(Location identification entries)
────
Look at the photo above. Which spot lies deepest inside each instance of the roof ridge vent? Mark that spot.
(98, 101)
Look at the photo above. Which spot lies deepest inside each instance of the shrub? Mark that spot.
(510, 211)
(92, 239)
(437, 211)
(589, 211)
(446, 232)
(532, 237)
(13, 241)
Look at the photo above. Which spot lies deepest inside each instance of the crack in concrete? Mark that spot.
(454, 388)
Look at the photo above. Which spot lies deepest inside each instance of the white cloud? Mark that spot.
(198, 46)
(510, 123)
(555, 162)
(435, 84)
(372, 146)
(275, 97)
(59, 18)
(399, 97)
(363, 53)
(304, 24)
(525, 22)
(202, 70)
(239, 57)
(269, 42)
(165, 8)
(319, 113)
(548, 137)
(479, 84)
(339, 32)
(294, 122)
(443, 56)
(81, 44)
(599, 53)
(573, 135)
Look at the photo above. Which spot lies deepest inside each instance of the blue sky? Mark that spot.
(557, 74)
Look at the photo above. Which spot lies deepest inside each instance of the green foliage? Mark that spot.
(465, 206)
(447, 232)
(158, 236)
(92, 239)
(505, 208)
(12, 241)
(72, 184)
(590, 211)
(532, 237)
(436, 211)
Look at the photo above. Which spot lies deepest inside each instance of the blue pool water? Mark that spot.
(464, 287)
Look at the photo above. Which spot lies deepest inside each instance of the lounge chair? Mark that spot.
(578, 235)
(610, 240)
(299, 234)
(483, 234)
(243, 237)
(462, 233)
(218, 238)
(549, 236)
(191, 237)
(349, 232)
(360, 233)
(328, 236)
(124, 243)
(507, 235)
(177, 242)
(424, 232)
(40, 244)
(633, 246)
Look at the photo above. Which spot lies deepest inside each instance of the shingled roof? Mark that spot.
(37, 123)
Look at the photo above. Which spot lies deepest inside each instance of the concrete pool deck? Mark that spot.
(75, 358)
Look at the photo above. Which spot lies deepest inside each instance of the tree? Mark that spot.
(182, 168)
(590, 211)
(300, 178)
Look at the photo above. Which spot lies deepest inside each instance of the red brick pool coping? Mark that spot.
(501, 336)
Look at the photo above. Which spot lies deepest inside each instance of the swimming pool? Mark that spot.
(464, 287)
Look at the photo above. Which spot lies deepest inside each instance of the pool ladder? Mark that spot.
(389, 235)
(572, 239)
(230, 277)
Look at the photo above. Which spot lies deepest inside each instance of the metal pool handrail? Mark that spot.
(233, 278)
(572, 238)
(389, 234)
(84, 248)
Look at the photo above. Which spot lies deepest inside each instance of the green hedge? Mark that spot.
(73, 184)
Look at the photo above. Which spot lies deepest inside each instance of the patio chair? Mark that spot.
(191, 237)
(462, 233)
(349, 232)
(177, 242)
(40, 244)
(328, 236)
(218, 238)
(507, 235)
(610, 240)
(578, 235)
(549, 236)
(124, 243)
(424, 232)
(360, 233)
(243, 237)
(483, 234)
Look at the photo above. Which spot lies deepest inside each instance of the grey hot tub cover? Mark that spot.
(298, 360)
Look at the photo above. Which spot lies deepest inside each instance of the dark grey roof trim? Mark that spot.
────
Word for word, quote the lines from the line containing "hedge? Mark that spot." through the end of the material, both included, and nothing else.

Look at the photo above. Which spot lies deepest inside each instance of the green hedge? Mark that spot.
(73, 184)
Look at the photo above. Which spot lies deepest inside each instance of the patio chair? Mark that spot.
(191, 237)
(462, 233)
(349, 232)
(177, 242)
(40, 244)
(328, 236)
(218, 238)
(507, 235)
(610, 240)
(578, 235)
(549, 236)
(124, 243)
(424, 232)
(360, 233)
(243, 237)
(483, 234)
Look at the photo above. Which spot lies deepest inside each instance of the grey hot tub cover? Mark that spot.
(298, 360)
Look at the photo above. Which spot lies deepest inside each instance of the dark grey roof trim? Mark that spot.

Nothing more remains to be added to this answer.